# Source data
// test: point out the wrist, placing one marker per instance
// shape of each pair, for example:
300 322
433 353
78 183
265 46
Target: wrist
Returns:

# TO BE DONE
List each line of the listing that contains the string "wrist", treating uppercase and lowercase as different.

# SOLUTION
// test: point out the wrist, placing one marker per instance
Target: wrist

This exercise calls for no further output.